● Goal 1
Decide whether each statement agrees with the observer passage below. Answer yes or no for each, and quote the deciding words of the observer passage. (a) The uncertain terms in Equation (12) fall into three categories. (b) In Sections 5.1 and 5.2, the observer estimates the sum of all the uncertain terms. (c) Section 5.3 deals with robustness against parameter mismatches of the LC filter.

In Section 3.1, it can be seen that all the uncertain terms in Equation (12) can be divided into three categories, which are the ones related to the load current, the ones related to the uncertain parameters, and the ones related to both the load current and the uncertain parameters. In Section 5.1 and Section 5.2, there are no parameter uncertainties or mismatches, then the designed observer only estimates the uncertain term related to the load current. In this way, the observer operates as a load current observer, and the two subsections of 5.1 and 5.2 focus on the steady-state and dynamic performance of the designed observer and the proposed two-layer MPC. In Section 5.3, parameter uncertainties exist, and the designed observer estimates the sum of all the uncertain terms. Thus Section 5.3 focuses on the robustness performance against the parameter mismatches of the LC filter.

● Available records
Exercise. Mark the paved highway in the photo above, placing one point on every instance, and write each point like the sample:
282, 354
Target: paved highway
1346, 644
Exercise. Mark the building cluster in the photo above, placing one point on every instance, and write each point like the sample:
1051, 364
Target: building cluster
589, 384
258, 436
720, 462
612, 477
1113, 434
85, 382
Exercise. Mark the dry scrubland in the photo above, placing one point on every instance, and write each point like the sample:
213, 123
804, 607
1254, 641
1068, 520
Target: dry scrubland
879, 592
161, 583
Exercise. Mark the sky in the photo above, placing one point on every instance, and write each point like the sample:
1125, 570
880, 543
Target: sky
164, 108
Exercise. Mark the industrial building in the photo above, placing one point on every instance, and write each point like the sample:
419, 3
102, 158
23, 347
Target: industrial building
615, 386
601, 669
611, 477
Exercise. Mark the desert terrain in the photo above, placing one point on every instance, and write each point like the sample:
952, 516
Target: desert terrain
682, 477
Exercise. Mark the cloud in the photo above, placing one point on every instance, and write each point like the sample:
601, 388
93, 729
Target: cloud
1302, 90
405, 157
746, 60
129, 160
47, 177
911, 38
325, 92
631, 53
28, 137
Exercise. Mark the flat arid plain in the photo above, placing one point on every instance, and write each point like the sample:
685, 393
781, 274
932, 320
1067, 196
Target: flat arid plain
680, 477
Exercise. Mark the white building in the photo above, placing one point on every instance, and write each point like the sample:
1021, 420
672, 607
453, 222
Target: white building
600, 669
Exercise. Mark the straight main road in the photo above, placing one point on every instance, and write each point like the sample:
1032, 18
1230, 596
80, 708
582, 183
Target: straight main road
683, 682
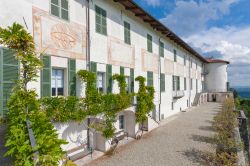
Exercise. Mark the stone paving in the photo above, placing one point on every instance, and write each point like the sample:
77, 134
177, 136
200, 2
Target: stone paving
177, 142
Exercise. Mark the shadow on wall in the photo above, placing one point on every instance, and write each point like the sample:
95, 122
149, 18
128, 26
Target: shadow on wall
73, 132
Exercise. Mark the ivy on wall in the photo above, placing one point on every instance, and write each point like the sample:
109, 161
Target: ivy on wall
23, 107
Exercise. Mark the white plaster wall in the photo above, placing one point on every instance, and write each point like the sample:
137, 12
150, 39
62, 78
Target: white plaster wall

● Goal 2
Pull out every line of the records above that contains the string "building".

● Task output 1
(a) Yes: "all the uncertain terms in Equation (12) can be divided into three categories"
(b) No: "the designed observer only estimates the uncertain term related to the load current"
(c) Yes: "Section 5.3 focuses on the robustness performance against the parameter mismatches of the LC filter"

● Task output 2
Exercise. Mark the building cluster in the photo above, placing one point on every instance, and write each point like the sample:
Target: building cluster
Exercise. Mark the industrial building in the photo above, placing one point on every instance, and write each point like the sample:
Target: industrial building
Exercise. Mark the white building in the photo above, placing one point on every instance, and write each point like the sample:
Target: white building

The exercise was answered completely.